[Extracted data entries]
====

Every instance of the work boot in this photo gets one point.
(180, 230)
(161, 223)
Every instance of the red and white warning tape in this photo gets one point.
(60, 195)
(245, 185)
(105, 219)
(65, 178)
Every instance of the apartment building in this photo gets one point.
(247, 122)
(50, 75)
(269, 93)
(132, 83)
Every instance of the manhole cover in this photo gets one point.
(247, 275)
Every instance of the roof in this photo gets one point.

====

Stated problem: Copy out all of the records above word for word, keeping each line in its original order.

Reply:
Every instance of the work boot in this photo gets one point.
(180, 230)
(161, 223)
Every instance of the red and white warning tape in this photo gets one point.
(60, 195)
(245, 185)
(105, 219)
(65, 178)
Every instance of the apartment building in this photo gets one point.
(247, 122)
(50, 75)
(269, 93)
(132, 83)
Every instance of the manhole cover in this photo gets one point.
(247, 275)
Every instance of the roof in this photo gets one point.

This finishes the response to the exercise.